*What to work on*
Pull out every line of the items that contains the word "Drop", matching case exactly.

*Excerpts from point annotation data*
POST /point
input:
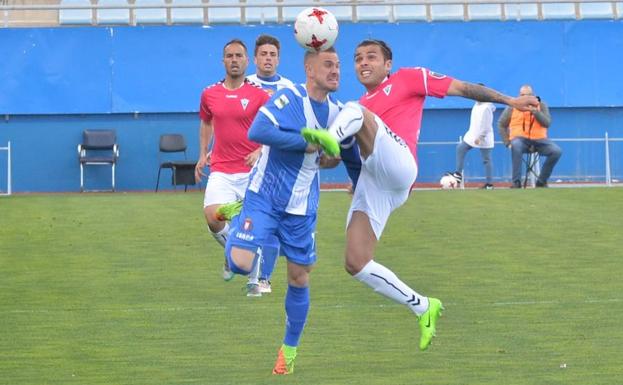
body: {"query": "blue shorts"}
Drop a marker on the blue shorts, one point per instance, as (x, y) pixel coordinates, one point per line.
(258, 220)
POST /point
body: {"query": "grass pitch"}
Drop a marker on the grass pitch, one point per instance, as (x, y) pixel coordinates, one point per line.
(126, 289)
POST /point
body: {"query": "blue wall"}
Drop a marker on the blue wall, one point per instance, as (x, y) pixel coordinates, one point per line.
---
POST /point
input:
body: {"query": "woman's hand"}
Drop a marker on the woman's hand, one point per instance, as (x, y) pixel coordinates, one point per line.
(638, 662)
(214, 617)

*Answer for this exercise*
Drop a marker on the blue shorts, one point per instance, as (x, y) pixel coordinates, one point per line.
Drop a marker on the grass pitch, one point per instance, as (x, y) pixel coordinates, one point per line.
Drop a marker on the blue wall, one point per instance, as (x, y) pixel coordinates, one point per line.
Drop a marker on the woman's hand, one point per instance, as (x, y) pixel coordinates, one point per line.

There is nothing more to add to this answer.